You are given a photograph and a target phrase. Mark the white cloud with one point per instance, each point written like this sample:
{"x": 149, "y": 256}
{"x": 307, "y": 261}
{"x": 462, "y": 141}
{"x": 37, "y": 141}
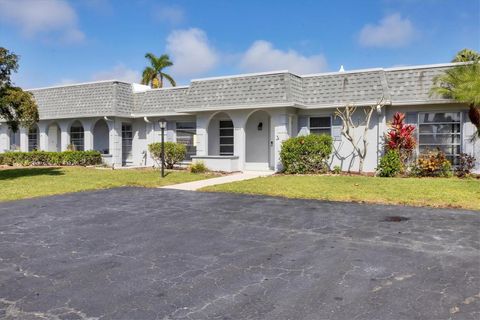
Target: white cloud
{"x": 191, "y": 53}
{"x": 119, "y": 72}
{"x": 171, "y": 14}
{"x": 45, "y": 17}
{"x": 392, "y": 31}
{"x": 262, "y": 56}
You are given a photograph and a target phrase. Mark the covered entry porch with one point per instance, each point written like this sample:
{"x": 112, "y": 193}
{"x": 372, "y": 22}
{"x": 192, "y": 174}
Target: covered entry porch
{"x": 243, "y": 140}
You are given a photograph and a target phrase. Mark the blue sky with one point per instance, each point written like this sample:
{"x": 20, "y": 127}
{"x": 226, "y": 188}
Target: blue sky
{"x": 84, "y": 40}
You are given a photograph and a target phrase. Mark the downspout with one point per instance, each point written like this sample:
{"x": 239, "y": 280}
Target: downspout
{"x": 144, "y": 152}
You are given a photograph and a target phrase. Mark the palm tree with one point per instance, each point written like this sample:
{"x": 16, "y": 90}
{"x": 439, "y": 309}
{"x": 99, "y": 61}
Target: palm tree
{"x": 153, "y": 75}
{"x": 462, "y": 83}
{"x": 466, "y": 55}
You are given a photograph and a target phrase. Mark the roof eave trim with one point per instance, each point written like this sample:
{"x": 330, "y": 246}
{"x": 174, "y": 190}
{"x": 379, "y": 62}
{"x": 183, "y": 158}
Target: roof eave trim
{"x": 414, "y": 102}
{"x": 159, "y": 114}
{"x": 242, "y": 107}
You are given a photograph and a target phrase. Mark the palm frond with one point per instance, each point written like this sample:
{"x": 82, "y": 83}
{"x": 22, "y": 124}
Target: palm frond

### [Instructions for the task]
The material must be restated verbatim. Its pictures must be omitted.

### [Response area]
You are given a photograph and a target phrase. Mark the white cloud with one point per instance, each point written like this sample:
{"x": 149, "y": 256}
{"x": 307, "y": 261}
{"x": 462, "y": 141}
{"x": 37, "y": 141}
Target: white cloud
{"x": 191, "y": 53}
{"x": 119, "y": 72}
{"x": 171, "y": 14}
{"x": 45, "y": 17}
{"x": 392, "y": 31}
{"x": 262, "y": 56}
You are given a photograph and a target phrase. Mark the covered entry porch with one point per instance, each point written like this sample:
{"x": 112, "y": 193}
{"x": 372, "y": 22}
{"x": 192, "y": 174}
Target: covered entry porch
{"x": 243, "y": 140}
You are given a photograph and a target phrase. Mark the blue sky with one point per instance, each point written like this sample:
{"x": 20, "y": 127}
{"x": 226, "y": 188}
Target: blue sky
{"x": 84, "y": 40}
You are given a photograph and a target phrase. Mark the downspout with one point per instance, each point written like this sample:
{"x": 239, "y": 280}
Target: downspout
{"x": 144, "y": 152}
You are given a photograph and a target phrase. Mark the palm tree with one point per instance, each point written like this sample:
{"x": 16, "y": 90}
{"x": 439, "y": 309}
{"x": 99, "y": 61}
Target: palm tree
{"x": 153, "y": 75}
{"x": 462, "y": 83}
{"x": 466, "y": 55}
You are given a photograph and a target phrase. Mark the roof eave trim with one point per instance, each point written like this sample:
{"x": 330, "y": 246}
{"x": 174, "y": 190}
{"x": 379, "y": 62}
{"x": 183, "y": 158}
Target: roof eave trim
{"x": 414, "y": 102}
{"x": 159, "y": 114}
{"x": 242, "y": 107}
You are given a photograph and a target phrase. Mark the palm frond with one point per instance, each point written like this sample:
{"x": 82, "y": 83}
{"x": 22, "y": 124}
Target: palm frond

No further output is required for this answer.